● **Выбранный отрывок**:
┌────────

Мамона и музы. Воспоминания о купеческих семействах старой Москвы - Федор Васильевич Челноков

Мамона и музы. Воспоминания о купеческих семействах старой Москвы читать книгу онлайн
Воспоминания Федора Васильевича Челнокова (1866–1925) издаются впервые. Рукопись, написанная в Берлине в 1921–1925 гг., рассказывает о купеческих семействах старой Москвы, знакомых автору с рождения. Челноковы, Бахрушины, Третьяковы, Боткины, Алексеевы, Ильины – в поле внимания автора попадают более 350 имен из числа его родственников и друзей. Издание сопровождают фотографии, сделанные братом мемуариста, Сергеем Васильевичем Челноковым (1860–1924).
Завязавшиеся узелки стянулись крепче на даче, так как вся эта компания оказалась летом в мытищинской округе. Русаковы, Кричи, мы и Сырейщиковы оказались в центре, то есть в Мытищах; Шапошниковы, Ильины, Кашперовы – в шести верстах, в Болышеве, Самгины – в Перловке; Мякишевы, Омельянович приезжали к нам в ночевку. Между всеми этими местами поддерживалось самое деятельное сношение через нас, благодаря заводским лошадям, которым здорово попадало от молодых хозяев, служа им и в упряжи, и под верхом. У нас сравнительно было шума меньше, но место было проходное.
Главное же место действия было в Болышеве. Это было чрезвычайно красивое место на обрывистом берегу Клязьмы. Река давала возможность гонять на лодках, купаться и поднимать страшную возню в воде. Красивые места давали хорошие прогулки, а заглохший парк – места для свиданий и поцелуев. Имение это принадлежало Анне Александровне Набоковой, высокой, стройной, элегантной аристократке. В нее втюрился Василий Карпович. Да и вся компания относилась к ней с некоторым поклонением. В честь ее со дна реки был вытащен громадный валун. Пока он был в воде, дело еще подвигалось, но когда его вытащили на берег, то стоило громадных усилий дотащить его до надежного места, чтобы он опять не попал в реку. Однако все преодолели – вероятно, камень этот и теперь лежит там, и никто уж не знает, что значат вырубленные на нем буквы «А. Н.». А в нашей компании камень получил название «Anna Stein». Купанье же иногда доводило и до происшествий. Наш Миша однажды, забравшись в быстрое место, не справился и стал тонуть, крича: «тону па, тону па!» Но быстро подоспевшая лодка его выручила. Другое же происшествие показывает, до каких глупостей доходила эта молодежь.

└────────

● **Цель упражнения**: Пожалуйста, процитируйте воспоминания о купеческой Москве: начните с места, где стоят слова «Завязавшиеся узелки стянулись», и остановитесь после слов «место было проходное.».

● **Список данных**:
┌────────

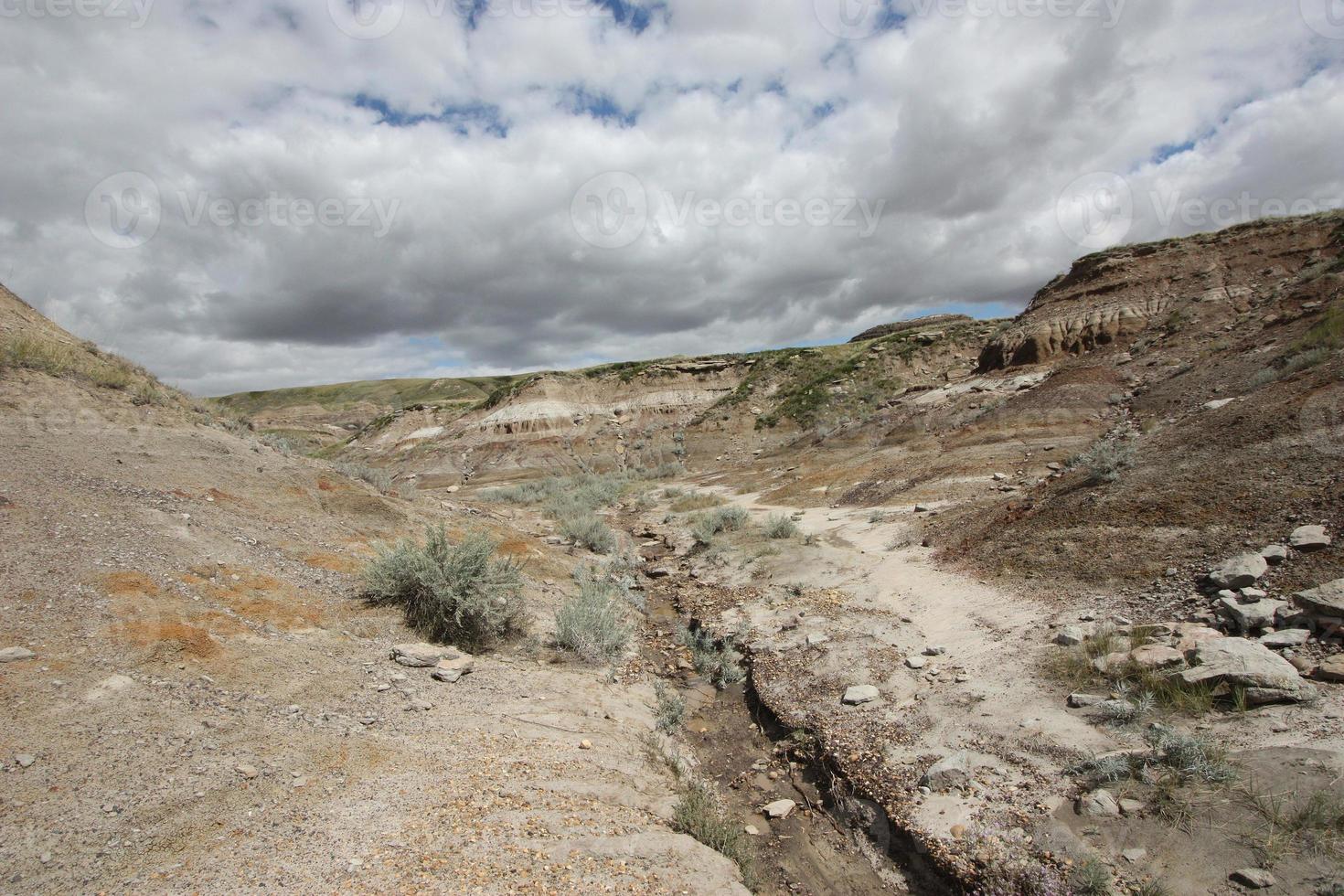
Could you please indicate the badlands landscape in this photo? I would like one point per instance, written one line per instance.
(1043, 604)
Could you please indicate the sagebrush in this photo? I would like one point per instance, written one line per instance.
(460, 594)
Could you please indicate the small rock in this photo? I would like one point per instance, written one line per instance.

└────────

● **Полный ответ**:
Завязавшиеся узелки стянулись крепче на даче, так как вся эта компания оказалась летом в мытищинской округе. Русаковы, Кричи, мы и Сырейщиковы оказались в центре, то есть в Мытищах; Шапошниковы, Ильины, Кашперовы – в шести верстах, в Болышеве, Самгины – в Перловке; Мякишевы, Омельянович приезжали к нам в ночевку. Между всеми этими местами поддерживалось самое деятельное сношение через нас, благодаря заводским лошадям, которым здорово попадало от молодых хозяев, служа им и в упряжи, и под верхом. У нас сравнительно было шума меньше, но место было проходное.